→ TASK INSTRUCTIONS:
Here is a listing; work out how many of its lines contain the word "blue", and state only that number.

★ ★ ★ ★ ★ ★ ★

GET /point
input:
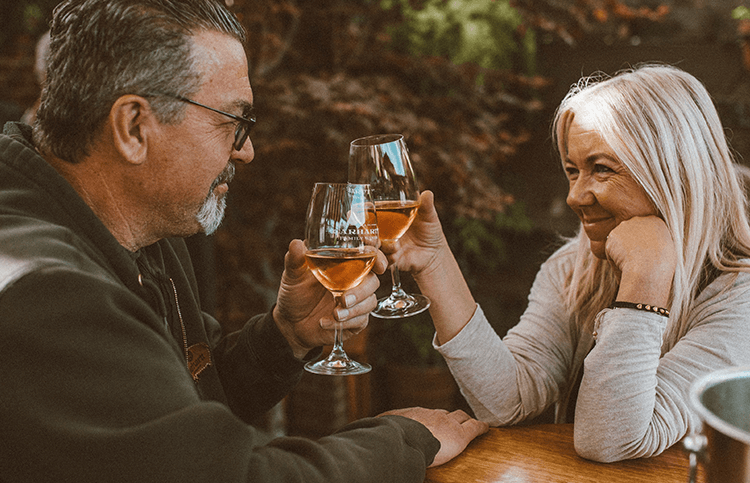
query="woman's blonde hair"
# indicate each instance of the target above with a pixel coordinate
(661, 124)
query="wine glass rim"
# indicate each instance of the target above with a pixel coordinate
(326, 183)
(376, 139)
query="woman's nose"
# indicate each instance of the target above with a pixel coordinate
(580, 193)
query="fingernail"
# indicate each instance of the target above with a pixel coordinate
(342, 314)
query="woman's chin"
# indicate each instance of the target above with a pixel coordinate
(599, 249)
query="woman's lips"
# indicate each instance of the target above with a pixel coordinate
(598, 228)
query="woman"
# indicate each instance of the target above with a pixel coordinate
(652, 293)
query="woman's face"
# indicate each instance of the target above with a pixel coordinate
(601, 191)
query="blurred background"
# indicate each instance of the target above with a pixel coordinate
(472, 84)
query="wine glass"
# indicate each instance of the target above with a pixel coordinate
(383, 162)
(341, 236)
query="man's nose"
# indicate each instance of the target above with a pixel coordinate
(246, 154)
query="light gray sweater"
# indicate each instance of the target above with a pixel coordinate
(633, 399)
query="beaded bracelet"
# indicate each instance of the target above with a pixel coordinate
(646, 307)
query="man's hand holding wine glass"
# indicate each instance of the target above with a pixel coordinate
(305, 310)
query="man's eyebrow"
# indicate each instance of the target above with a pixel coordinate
(243, 107)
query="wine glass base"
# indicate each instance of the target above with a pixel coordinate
(400, 307)
(337, 367)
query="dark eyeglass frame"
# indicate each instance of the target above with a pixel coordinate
(244, 124)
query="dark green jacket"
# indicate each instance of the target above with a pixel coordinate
(94, 378)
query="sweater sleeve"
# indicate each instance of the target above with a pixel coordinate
(507, 381)
(93, 390)
(633, 400)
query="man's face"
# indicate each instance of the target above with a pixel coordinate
(196, 157)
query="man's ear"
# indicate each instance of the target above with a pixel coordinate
(132, 121)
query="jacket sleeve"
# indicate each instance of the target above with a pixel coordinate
(92, 391)
(256, 366)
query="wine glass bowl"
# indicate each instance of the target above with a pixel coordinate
(341, 237)
(383, 162)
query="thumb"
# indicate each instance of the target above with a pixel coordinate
(294, 260)
(427, 206)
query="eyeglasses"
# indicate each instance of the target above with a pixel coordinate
(244, 124)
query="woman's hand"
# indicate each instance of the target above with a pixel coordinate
(643, 253)
(420, 247)
(305, 310)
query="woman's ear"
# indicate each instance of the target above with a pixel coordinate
(132, 121)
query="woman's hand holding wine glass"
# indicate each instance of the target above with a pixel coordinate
(383, 162)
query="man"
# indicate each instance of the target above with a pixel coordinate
(111, 372)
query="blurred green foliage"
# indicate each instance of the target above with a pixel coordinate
(489, 33)
(481, 242)
(24, 19)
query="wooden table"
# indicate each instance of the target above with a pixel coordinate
(545, 453)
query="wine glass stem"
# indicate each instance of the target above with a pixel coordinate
(338, 339)
(396, 290)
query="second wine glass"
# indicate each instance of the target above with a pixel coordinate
(341, 236)
(383, 162)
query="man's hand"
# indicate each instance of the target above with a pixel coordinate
(305, 310)
(454, 430)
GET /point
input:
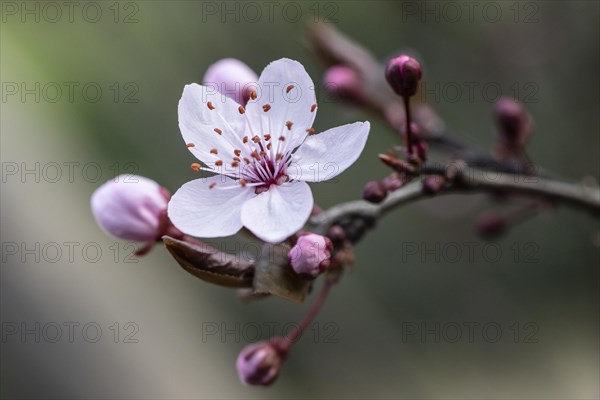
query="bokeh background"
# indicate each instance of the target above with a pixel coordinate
(544, 278)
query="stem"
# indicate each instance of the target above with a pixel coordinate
(408, 137)
(308, 318)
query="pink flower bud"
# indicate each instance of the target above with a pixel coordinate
(403, 74)
(232, 78)
(311, 254)
(343, 82)
(374, 192)
(259, 364)
(513, 121)
(130, 207)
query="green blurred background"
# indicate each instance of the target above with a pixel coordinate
(545, 277)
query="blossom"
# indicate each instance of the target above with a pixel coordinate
(130, 207)
(310, 255)
(259, 364)
(232, 78)
(263, 155)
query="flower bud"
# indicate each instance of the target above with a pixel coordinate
(343, 82)
(311, 254)
(403, 74)
(259, 364)
(232, 78)
(513, 122)
(130, 208)
(374, 192)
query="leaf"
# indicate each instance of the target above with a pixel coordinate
(274, 275)
(211, 265)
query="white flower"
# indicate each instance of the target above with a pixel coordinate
(263, 155)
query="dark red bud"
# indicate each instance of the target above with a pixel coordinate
(403, 74)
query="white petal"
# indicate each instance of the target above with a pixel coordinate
(197, 122)
(293, 105)
(278, 213)
(328, 154)
(198, 210)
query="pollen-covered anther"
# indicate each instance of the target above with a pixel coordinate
(195, 167)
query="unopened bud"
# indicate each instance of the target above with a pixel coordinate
(491, 225)
(232, 78)
(310, 255)
(374, 192)
(403, 74)
(130, 208)
(343, 82)
(513, 122)
(259, 364)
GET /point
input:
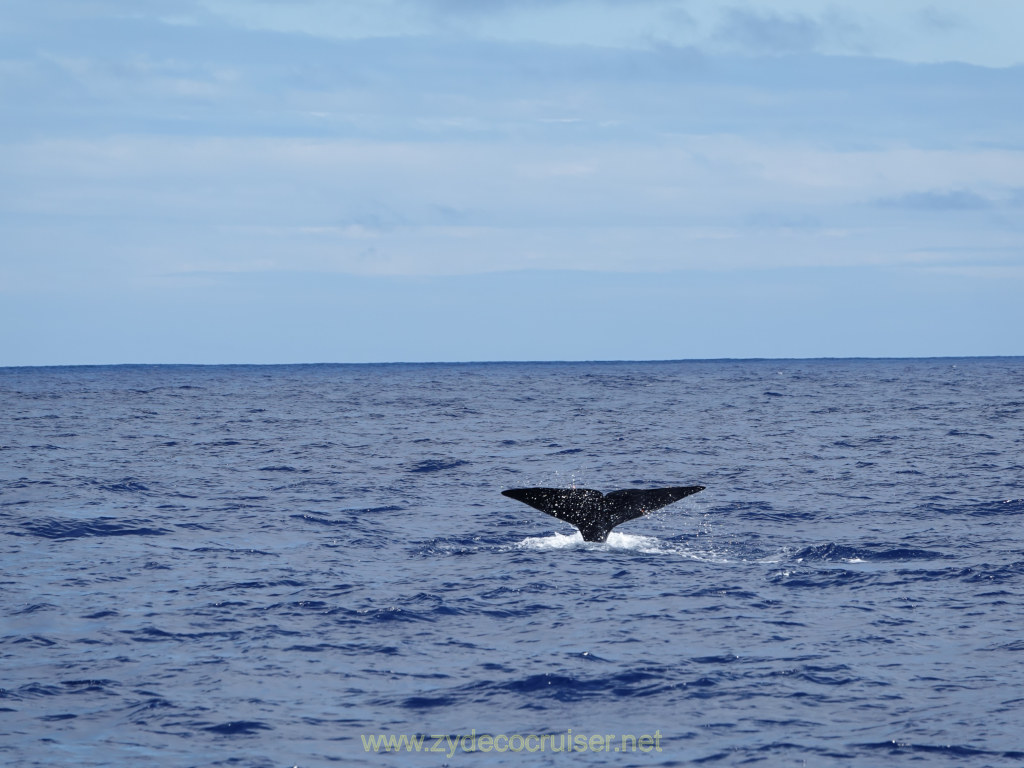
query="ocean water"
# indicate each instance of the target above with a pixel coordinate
(292, 565)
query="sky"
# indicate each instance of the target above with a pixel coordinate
(265, 181)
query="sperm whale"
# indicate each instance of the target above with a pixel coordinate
(596, 513)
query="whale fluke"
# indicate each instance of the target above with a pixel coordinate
(596, 513)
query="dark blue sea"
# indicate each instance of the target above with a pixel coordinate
(313, 565)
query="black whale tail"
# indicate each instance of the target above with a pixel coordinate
(596, 513)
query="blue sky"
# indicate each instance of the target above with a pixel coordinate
(375, 180)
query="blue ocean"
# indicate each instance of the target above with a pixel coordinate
(313, 565)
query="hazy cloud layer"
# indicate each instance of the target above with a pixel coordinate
(180, 147)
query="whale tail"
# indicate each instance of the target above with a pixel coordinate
(596, 513)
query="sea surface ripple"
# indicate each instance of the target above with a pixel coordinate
(268, 565)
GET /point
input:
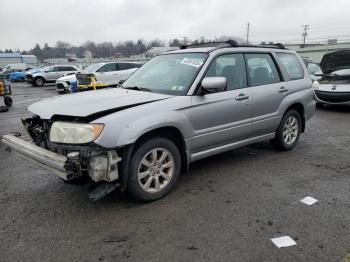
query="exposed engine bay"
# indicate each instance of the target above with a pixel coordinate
(89, 159)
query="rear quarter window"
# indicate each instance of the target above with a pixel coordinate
(292, 65)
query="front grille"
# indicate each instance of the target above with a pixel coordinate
(333, 97)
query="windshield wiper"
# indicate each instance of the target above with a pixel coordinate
(138, 88)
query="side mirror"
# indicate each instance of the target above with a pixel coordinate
(214, 84)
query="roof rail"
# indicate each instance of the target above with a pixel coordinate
(230, 42)
(233, 43)
(276, 45)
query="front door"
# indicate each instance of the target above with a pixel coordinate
(268, 91)
(222, 118)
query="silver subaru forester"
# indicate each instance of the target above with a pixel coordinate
(179, 107)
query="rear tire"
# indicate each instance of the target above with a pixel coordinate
(38, 81)
(288, 132)
(154, 169)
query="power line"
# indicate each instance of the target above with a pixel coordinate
(248, 28)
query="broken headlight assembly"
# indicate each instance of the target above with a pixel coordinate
(74, 133)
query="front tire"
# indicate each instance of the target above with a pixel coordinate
(8, 101)
(288, 132)
(154, 169)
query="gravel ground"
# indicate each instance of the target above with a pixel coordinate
(226, 209)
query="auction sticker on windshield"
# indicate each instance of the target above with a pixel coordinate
(192, 62)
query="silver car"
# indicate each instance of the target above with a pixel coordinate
(49, 74)
(109, 73)
(333, 86)
(179, 107)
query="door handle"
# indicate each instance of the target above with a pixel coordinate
(283, 90)
(241, 97)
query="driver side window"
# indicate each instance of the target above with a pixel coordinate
(230, 66)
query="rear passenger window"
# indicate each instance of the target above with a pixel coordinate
(124, 66)
(261, 69)
(292, 65)
(230, 66)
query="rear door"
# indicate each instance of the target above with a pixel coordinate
(267, 89)
(223, 117)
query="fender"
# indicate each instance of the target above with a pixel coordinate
(129, 133)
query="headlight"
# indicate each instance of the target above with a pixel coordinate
(316, 84)
(74, 133)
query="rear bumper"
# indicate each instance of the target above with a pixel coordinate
(48, 160)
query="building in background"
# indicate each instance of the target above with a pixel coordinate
(316, 51)
(154, 51)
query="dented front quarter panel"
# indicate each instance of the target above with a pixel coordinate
(125, 127)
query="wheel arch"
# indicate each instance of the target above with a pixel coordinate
(170, 132)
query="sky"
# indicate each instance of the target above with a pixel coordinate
(23, 23)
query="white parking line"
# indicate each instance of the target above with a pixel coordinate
(285, 241)
(309, 200)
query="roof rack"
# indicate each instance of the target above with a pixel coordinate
(233, 43)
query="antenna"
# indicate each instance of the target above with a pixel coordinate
(248, 28)
(306, 27)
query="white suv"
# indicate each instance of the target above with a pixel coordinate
(108, 73)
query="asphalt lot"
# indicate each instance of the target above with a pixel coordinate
(226, 209)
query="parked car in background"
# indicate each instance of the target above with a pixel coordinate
(19, 76)
(18, 66)
(315, 71)
(50, 74)
(106, 74)
(333, 87)
(28, 74)
(179, 107)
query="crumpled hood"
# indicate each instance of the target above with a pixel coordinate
(335, 61)
(89, 103)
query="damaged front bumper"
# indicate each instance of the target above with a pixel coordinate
(100, 167)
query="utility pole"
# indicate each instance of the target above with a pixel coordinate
(248, 28)
(306, 27)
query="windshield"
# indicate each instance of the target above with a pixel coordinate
(92, 68)
(168, 74)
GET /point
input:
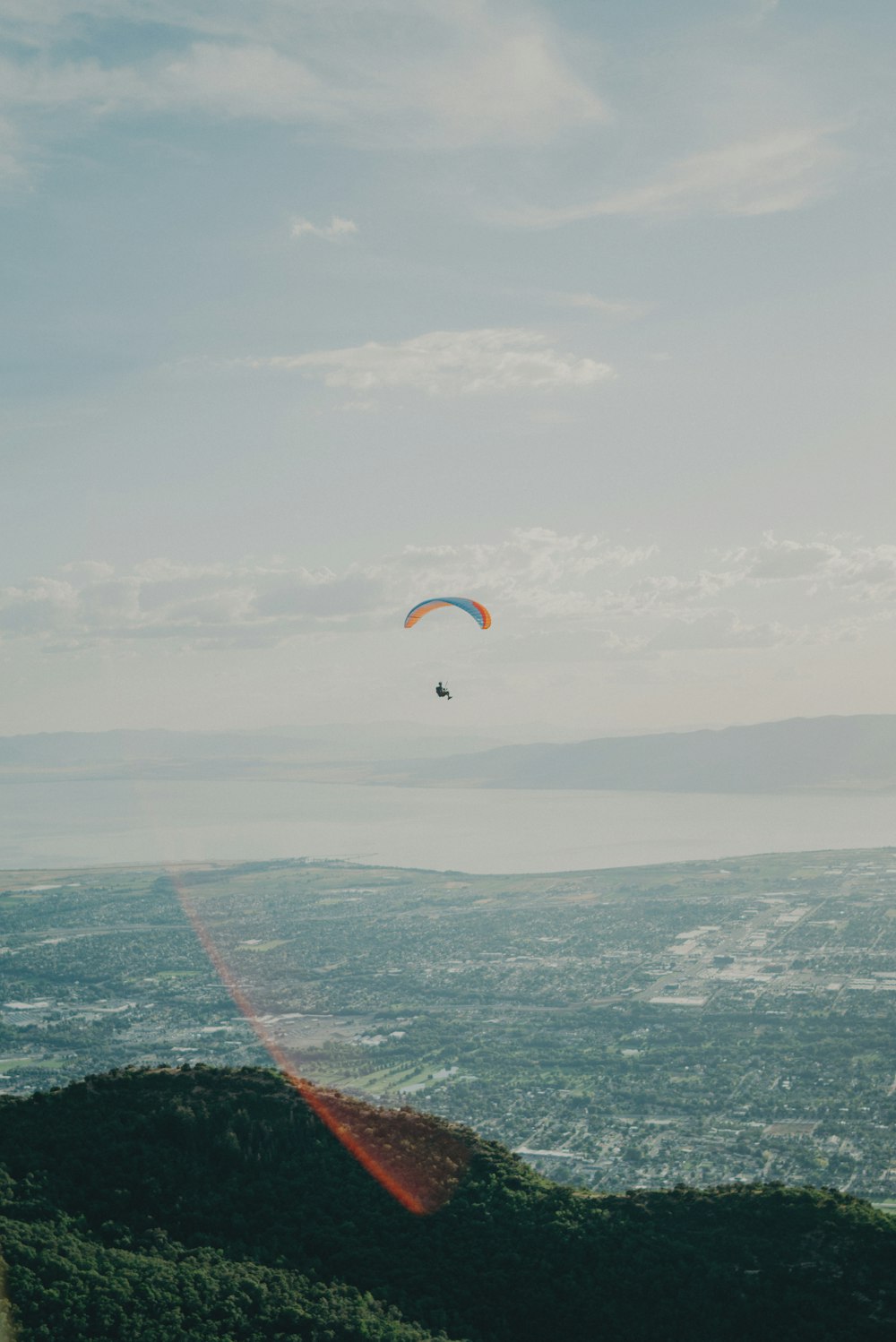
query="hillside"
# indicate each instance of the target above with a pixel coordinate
(797, 754)
(212, 1204)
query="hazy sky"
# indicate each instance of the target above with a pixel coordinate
(317, 307)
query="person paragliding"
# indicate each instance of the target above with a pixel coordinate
(463, 603)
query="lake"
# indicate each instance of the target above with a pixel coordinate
(88, 824)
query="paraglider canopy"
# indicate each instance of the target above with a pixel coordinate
(464, 603)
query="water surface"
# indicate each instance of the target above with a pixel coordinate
(56, 824)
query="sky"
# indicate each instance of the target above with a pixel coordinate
(318, 307)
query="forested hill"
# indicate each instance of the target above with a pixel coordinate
(213, 1205)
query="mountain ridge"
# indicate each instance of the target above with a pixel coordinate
(199, 1202)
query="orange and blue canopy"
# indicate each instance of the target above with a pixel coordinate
(464, 603)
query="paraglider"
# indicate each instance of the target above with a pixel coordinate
(463, 603)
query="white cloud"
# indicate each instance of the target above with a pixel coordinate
(399, 72)
(334, 231)
(717, 630)
(536, 580)
(779, 172)
(448, 364)
(262, 604)
(784, 560)
(621, 307)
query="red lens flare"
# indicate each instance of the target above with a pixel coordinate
(412, 1156)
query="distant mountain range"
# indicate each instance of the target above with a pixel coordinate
(793, 756)
(796, 754)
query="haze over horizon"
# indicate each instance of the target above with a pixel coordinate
(314, 312)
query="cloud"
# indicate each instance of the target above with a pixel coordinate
(448, 364)
(536, 581)
(779, 172)
(717, 630)
(776, 561)
(210, 604)
(334, 231)
(386, 72)
(625, 309)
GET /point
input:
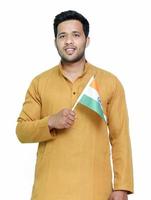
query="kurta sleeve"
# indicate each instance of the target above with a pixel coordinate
(30, 126)
(120, 139)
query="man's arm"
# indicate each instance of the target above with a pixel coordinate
(120, 140)
(30, 126)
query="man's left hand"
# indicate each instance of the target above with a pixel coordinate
(118, 195)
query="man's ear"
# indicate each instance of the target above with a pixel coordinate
(88, 41)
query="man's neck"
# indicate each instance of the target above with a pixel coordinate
(73, 70)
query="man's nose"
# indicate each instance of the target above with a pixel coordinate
(69, 40)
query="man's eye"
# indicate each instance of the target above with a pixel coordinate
(61, 36)
(76, 35)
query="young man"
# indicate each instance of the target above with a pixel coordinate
(73, 159)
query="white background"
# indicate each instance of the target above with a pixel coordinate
(120, 34)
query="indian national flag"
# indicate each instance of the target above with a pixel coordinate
(90, 97)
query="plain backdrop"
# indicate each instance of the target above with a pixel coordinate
(120, 33)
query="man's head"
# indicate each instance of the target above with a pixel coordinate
(71, 36)
(71, 15)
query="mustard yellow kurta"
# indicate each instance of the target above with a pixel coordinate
(74, 163)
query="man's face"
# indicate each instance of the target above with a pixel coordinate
(71, 41)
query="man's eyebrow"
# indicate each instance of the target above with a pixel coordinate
(62, 33)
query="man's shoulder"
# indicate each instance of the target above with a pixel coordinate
(106, 77)
(103, 73)
(46, 74)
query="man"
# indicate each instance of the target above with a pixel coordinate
(73, 158)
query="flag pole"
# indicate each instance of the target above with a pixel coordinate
(89, 82)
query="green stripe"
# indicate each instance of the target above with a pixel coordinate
(92, 104)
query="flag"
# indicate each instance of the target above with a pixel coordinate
(90, 98)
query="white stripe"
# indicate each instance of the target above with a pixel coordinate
(91, 92)
(87, 85)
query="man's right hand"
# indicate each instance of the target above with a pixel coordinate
(63, 119)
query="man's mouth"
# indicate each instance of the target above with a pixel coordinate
(70, 50)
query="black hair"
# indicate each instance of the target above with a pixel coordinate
(69, 15)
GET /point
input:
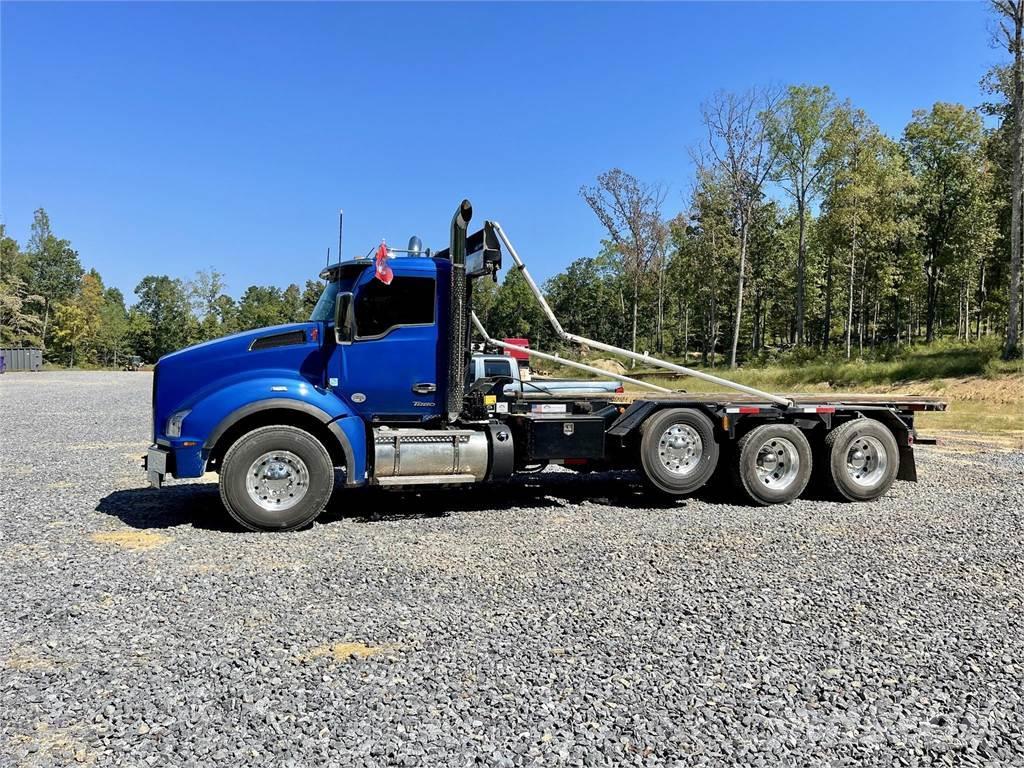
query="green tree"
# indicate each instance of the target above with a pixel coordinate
(19, 326)
(53, 267)
(204, 292)
(944, 146)
(112, 335)
(1012, 26)
(293, 308)
(12, 260)
(164, 302)
(310, 295)
(261, 306)
(515, 312)
(799, 132)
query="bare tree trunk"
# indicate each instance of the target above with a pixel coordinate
(46, 320)
(636, 303)
(849, 312)
(686, 332)
(739, 288)
(801, 269)
(826, 332)
(932, 296)
(1012, 348)
(861, 315)
(660, 307)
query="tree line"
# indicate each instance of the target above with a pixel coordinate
(806, 231)
(49, 300)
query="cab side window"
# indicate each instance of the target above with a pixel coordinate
(408, 301)
(497, 368)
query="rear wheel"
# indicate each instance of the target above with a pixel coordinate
(678, 452)
(773, 463)
(863, 460)
(275, 478)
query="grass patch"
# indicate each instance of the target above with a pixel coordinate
(132, 540)
(344, 651)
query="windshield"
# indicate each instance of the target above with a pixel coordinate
(325, 305)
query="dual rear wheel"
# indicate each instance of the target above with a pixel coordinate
(772, 463)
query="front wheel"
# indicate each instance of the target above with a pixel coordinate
(275, 478)
(863, 459)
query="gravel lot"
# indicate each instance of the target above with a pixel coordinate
(562, 620)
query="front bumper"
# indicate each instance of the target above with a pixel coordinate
(156, 463)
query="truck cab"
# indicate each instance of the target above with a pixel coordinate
(380, 388)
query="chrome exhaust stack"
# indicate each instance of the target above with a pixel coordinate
(458, 327)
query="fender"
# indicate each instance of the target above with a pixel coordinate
(213, 415)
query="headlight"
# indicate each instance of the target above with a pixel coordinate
(174, 423)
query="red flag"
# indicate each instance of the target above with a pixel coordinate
(383, 269)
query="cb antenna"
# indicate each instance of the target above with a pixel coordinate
(341, 222)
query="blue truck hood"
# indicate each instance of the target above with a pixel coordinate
(182, 378)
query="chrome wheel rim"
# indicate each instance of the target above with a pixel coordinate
(278, 480)
(777, 463)
(680, 449)
(866, 460)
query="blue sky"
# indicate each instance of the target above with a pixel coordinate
(164, 138)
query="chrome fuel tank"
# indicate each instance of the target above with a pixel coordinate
(431, 455)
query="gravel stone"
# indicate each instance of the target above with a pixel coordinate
(558, 620)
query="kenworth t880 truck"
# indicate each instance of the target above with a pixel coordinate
(377, 386)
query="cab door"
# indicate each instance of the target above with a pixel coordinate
(390, 369)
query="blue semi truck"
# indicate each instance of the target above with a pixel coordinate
(378, 388)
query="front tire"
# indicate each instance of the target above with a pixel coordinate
(678, 451)
(275, 478)
(863, 460)
(773, 464)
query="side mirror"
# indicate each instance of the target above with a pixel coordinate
(344, 318)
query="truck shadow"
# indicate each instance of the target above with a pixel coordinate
(199, 505)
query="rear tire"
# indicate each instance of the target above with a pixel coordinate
(678, 452)
(863, 460)
(773, 464)
(275, 478)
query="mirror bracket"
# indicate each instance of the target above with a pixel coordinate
(344, 318)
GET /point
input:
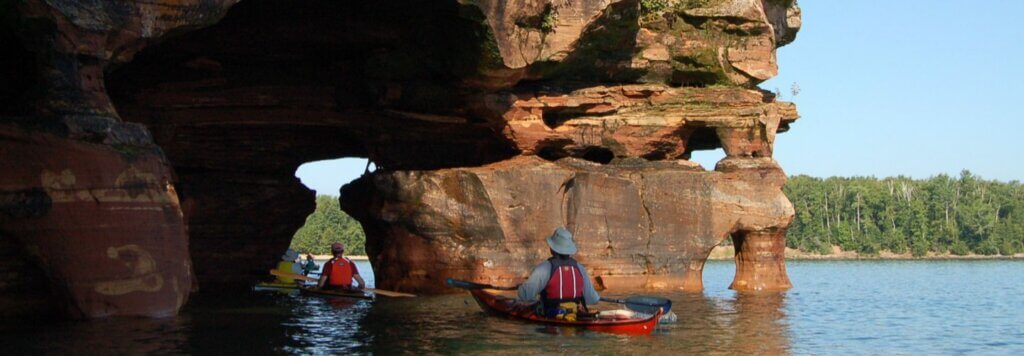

★ ★ ★ ★ ★ ★ ★

→ ANSWER SECTION:
7